# MATERIAL FOR THE TASK:
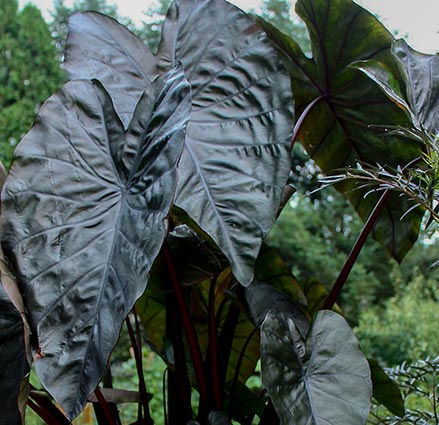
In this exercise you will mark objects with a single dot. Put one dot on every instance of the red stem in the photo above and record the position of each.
(353, 255)
(194, 345)
(104, 405)
(139, 367)
(213, 348)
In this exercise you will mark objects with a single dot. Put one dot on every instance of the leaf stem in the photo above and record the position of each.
(302, 118)
(237, 369)
(42, 413)
(138, 358)
(213, 349)
(104, 406)
(194, 345)
(359, 243)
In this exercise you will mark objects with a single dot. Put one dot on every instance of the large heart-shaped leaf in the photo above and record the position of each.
(321, 380)
(113, 55)
(14, 341)
(236, 157)
(343, 125)
(84, 217)
(421, 76)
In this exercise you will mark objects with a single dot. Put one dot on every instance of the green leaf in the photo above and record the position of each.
(343, 127)
(244, 403)
(97, 191)
(236, 158)
(421, 76)
(262, 298)
(381, 74)
(386, 391)
(14, 360)
(323, 379)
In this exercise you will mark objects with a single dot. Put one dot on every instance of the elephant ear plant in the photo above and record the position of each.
(144, 190)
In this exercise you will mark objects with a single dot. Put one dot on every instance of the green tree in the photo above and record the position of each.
(151, 29)
(61, 13)
(279, 13)
(29, 71)
(314, 236)
(405, 328)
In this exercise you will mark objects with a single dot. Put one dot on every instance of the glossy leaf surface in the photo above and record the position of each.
(321, 380)
(343, 126)
(235, 163)
(262, 299)
(236, 157)
(99, 47)
(14, 362)
(85, 209)
(421, 76)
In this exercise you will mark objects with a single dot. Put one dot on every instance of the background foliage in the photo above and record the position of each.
(394, 307)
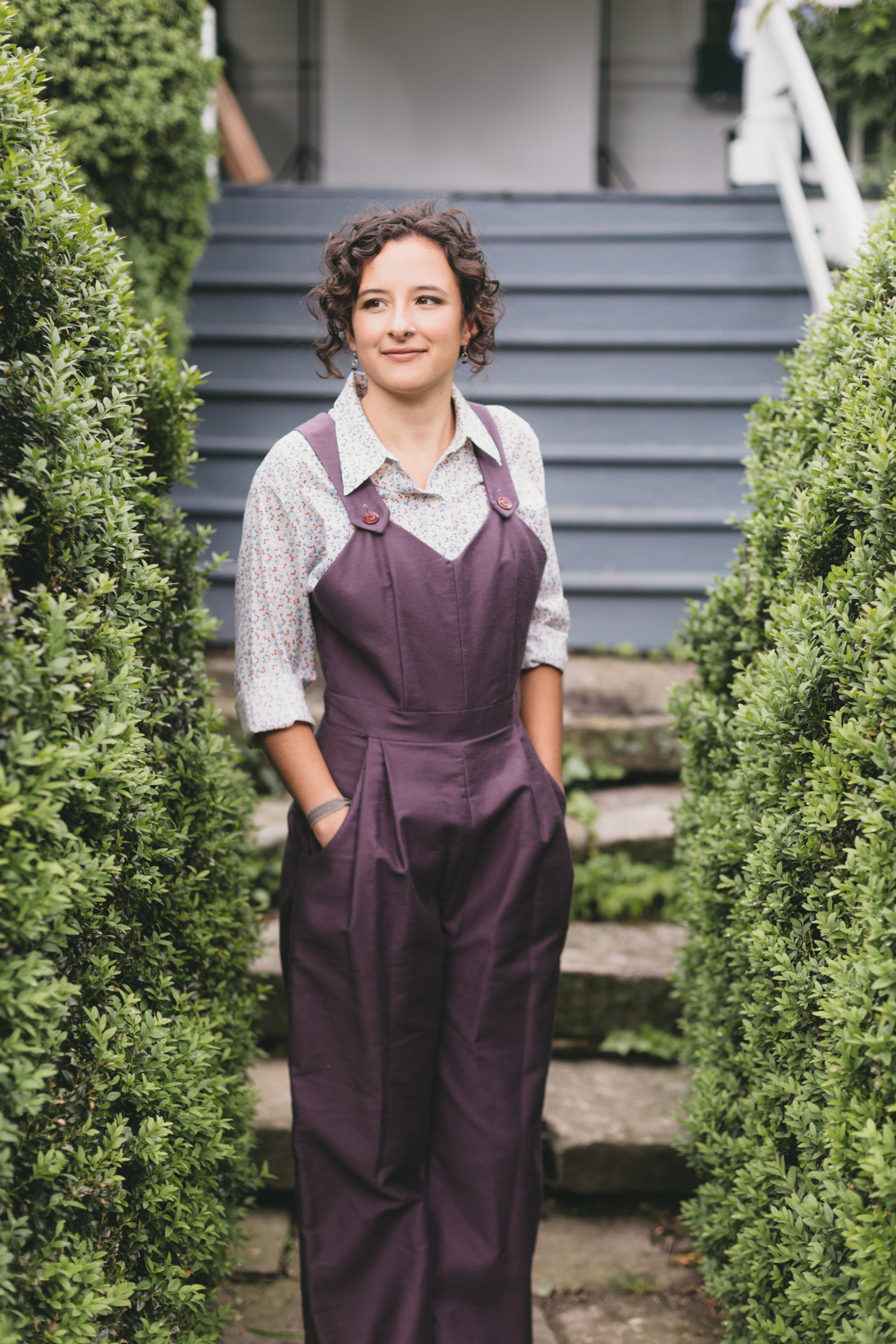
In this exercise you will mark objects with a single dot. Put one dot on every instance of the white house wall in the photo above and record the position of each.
(665, 136)
(472, 95)
(264, 46)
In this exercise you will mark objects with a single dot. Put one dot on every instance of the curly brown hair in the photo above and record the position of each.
(365, 236)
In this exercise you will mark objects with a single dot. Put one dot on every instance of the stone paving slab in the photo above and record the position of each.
(616, 976)
(265, 1242)
(601, 1253)
(617, 686)
(638, 744)
(637, 819)
(275, 1121)
(610, 1127)
(626, 1319)
(267, 1310)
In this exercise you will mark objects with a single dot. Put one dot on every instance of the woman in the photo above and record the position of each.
(426, 879)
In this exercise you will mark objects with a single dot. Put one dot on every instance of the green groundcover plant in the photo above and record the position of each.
(789, 851)
(128, 85)
(125, 914)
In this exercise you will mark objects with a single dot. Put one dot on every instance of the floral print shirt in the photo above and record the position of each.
(296, 526)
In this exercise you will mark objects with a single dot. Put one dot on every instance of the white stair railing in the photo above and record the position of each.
(782, 99)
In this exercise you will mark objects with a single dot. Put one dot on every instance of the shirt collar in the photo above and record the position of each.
(361, 452)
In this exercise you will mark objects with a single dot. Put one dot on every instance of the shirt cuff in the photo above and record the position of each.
(546, 647)
(272, 702)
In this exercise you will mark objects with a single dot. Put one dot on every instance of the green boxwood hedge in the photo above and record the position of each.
(789, 851)
(128, 86)
(125, 917)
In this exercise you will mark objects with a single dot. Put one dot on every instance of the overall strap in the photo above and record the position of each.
(363, 506)
(499, 483)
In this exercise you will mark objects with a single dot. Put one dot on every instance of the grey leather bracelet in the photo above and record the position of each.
(324, 810)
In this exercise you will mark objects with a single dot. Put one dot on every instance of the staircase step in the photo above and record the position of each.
(612, 1128)
(637, 820)
(616, 976)
(640, 744)
(609, 1127)
(613, 976)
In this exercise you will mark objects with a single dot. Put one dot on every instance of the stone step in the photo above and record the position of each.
(616, 711)
(637, 819)
(612, 1128)
(616, 976)
(613, 976)
(609, 1127)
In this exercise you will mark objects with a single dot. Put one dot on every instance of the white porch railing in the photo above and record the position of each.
(784, 97)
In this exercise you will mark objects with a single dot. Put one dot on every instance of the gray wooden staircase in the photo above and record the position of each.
(638, 332)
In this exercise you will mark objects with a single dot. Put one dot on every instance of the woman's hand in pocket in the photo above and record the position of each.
(330, 827)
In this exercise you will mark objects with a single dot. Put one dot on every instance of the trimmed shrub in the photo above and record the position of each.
(128, 86)
(125, 922)
(788, 842)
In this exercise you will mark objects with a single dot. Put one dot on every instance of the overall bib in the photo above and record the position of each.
(422, 945)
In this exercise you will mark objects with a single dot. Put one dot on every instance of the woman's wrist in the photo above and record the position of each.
(330, 824)
(323, 810)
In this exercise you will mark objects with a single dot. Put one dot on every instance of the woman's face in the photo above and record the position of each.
(408, 323)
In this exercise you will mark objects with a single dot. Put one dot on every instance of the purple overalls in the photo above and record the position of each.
(422, 947)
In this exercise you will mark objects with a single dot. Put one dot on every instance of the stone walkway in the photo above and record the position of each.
(613, 1277)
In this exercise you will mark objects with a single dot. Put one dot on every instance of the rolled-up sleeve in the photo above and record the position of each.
(275, 631)
(550, 627)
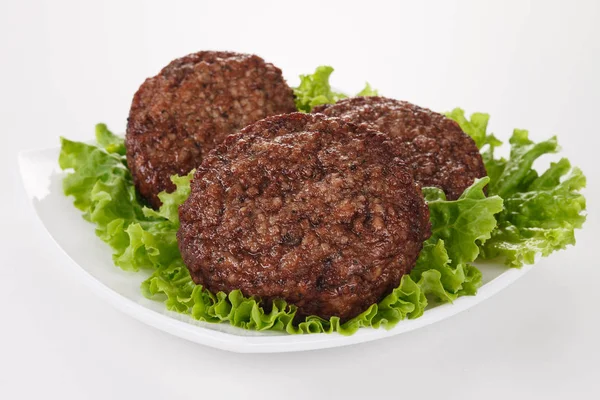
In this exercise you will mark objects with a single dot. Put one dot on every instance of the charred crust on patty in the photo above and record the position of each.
(305, 208)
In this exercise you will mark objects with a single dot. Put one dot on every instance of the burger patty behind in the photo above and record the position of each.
(434, 148)
(178, 116)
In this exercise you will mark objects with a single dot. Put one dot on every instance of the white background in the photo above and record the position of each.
(66, 65)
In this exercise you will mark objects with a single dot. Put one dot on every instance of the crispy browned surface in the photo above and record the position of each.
(304, 208)
(187, 109)
(433, 146)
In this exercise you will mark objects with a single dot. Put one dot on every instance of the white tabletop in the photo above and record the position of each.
(66, 65)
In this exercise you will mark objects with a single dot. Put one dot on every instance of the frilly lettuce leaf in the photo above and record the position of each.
(541, 212)
(458, 228)
(314, 90)
(143, 238)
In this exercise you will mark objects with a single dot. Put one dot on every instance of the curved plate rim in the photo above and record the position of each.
(256, 344)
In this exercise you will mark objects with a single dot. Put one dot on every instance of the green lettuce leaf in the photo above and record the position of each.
(458, 229)
(314, 90)
(541, 212)
(143, 238)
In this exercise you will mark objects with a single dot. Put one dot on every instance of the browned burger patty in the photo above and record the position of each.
(433, 146)
(187, 109)
(304, 208)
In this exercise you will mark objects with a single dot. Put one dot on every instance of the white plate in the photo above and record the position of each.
(91, 262)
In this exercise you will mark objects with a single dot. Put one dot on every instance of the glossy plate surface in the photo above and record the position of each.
(90, 262)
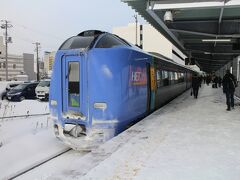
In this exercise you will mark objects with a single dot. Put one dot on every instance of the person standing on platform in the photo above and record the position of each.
(229, 83)
(219, 81)
(195, 85)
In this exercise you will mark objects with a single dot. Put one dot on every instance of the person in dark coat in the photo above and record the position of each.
(195, 85)
(229, 83)
(215, 81)
(219, 81)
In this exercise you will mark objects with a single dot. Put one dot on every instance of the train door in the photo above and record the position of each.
(151, 88)
(71, 83)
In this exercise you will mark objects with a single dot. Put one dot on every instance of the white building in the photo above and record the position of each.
(49, 58)
(151, 40)
(17, 64)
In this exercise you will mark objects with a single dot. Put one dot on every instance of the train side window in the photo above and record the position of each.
(165, 78)
(109, 41)
(159, 78)
(176, 77)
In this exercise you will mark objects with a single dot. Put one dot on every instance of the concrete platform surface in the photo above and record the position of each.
(188, 139)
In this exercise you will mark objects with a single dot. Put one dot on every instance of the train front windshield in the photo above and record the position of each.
(77, 42)
(73, 84)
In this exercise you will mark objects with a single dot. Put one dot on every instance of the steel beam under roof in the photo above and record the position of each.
(194, 20)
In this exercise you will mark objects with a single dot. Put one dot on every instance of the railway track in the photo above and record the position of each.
(37, 164)
(27, 115)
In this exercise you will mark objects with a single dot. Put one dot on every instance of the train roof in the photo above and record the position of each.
(159, 56)
(91, 33)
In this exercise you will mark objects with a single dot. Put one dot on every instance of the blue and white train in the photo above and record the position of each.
(100, 84)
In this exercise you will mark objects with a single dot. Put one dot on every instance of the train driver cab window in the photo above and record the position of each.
(109, 41)
(77, 42)
(73, 84)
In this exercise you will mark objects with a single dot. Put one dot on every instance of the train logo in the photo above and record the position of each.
(138, 76)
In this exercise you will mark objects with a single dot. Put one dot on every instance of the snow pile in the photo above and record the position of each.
(26, 140)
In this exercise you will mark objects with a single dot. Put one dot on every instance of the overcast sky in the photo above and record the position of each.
(50, 22)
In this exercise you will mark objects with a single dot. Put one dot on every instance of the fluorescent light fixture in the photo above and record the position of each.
(216, 40)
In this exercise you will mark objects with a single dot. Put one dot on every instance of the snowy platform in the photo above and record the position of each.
(188, 139)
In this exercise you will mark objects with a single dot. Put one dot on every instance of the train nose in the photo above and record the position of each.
(75, 130)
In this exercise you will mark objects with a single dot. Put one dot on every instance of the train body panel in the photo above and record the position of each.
(97, 92)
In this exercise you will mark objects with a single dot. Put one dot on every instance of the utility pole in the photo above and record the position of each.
(5, 26)
(136, 21)
(37, 50)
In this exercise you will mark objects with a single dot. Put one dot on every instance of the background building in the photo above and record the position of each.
(28, 63)
(150, 40)
(48, 62)
(17, 64)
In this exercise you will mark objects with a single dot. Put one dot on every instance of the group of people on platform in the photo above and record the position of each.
(228, 82)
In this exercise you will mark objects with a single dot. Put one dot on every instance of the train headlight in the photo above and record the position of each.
(102, 106)
(53, 103)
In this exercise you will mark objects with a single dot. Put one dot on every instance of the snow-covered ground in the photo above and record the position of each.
(189, 139)
(27, 140)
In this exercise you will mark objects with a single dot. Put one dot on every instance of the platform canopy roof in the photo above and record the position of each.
(207, 31)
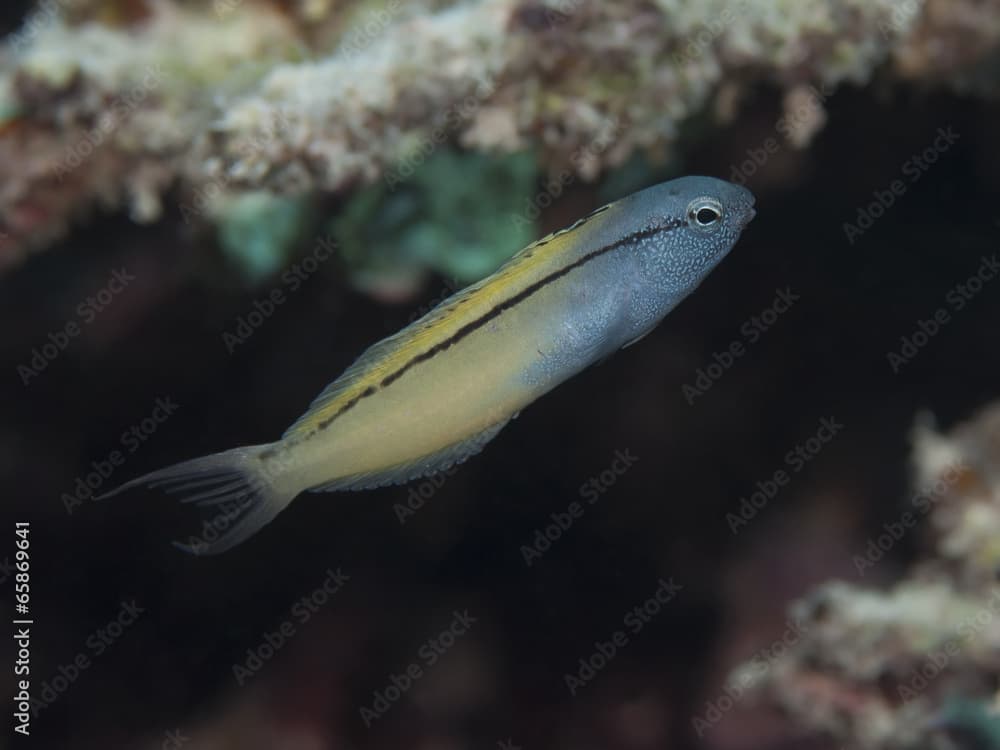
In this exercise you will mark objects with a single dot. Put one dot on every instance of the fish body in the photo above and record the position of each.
(433, 394)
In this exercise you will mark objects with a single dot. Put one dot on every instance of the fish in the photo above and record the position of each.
(434, 394)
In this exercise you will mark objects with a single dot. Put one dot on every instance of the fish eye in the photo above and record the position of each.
(705, 213)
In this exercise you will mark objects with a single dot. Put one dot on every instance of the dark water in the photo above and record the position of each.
(663, 518)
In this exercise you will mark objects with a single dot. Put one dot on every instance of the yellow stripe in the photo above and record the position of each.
(365, 376)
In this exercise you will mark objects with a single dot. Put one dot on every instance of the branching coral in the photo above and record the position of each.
(241, 95)
(916, 666)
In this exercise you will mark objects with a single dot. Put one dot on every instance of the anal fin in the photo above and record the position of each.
(432, 463)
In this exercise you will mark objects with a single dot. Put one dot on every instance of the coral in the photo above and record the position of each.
(390, 232)
(112, 106)
(915, 666)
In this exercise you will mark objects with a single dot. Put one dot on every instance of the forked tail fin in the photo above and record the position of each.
(240, 489)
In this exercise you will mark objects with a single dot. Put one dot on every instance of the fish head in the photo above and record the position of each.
(687, 226)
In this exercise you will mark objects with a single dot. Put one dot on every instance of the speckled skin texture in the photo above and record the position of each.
(620, 296)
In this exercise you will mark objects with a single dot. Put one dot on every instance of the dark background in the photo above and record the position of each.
(665, 517)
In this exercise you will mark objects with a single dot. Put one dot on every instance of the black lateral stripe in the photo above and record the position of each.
(499, 309)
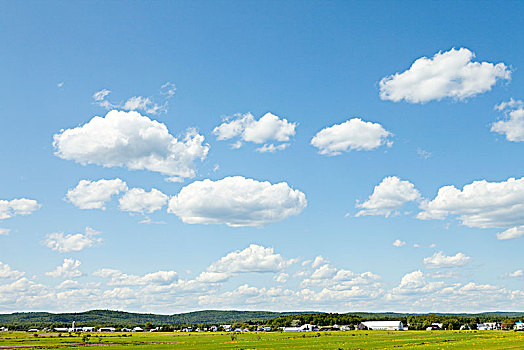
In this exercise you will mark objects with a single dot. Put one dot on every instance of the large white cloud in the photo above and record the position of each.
(131, 140)
(481, 204)
(69, 269)
(388, 197)
(254, 258)
(268, 128)
(439, 260)
(94, 194)
(139, 201)
(513, 125)
(450, 74)
(236, 201)
(72, 242)
(354, 134)
(20, 206)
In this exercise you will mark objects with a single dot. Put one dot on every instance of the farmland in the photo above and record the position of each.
(271, 340)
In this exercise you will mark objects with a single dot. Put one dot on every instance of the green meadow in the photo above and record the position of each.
(272, 340)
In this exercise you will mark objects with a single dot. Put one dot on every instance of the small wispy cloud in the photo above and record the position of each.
(137, 103)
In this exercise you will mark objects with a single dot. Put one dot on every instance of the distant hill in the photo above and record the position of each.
(109, 317)
(121, 318)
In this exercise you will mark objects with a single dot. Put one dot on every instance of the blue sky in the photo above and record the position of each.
(249, 211)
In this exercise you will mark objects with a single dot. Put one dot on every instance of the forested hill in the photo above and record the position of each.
(125, 319)
(108, 317)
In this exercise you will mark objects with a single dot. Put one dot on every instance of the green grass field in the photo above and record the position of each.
(322, 340)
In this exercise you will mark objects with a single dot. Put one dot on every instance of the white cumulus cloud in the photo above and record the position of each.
(139, 201)
(7, 272)
(131, 140)
(399, 243)
(510, 233)
(20, 206)
(481, 204)
(513, 124)
(439, 260)
(450, 74)
(388, 197)
(254, 258)
(236, 201)
(354, 134)
(69, 269)
(118, 278)
(268, 128)
(73, 242)
(95, 194)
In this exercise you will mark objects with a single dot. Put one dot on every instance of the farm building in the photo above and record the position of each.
(303, 328)
(384, 325)
(106, 329)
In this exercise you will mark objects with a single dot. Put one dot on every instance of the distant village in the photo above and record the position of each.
(367, 325)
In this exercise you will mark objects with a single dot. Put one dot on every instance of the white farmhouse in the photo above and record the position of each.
(384, 325)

# GIVEN TASK:
Extract every line from the one containing "the farm building" to the end of the entries, including both of those lines, exactly as given and with nothing added.

# WRITTEN ANSWER:
In this exercise you will mark objects with a single dot. Put one dot on every instance of the farm building in the photo above and record the position of each.
(303, 328)
(384, 325)
(106, 329)
In this exercise you will mark objects with a single dot. Put one dot on every instance of the distant village in the photo above and record the position of each.
(367, 325)
In this exercise you will mark objects with a single dot. Put one dot on every instance of the white farmhouse in the photo above and record the position of each.
(384, 325)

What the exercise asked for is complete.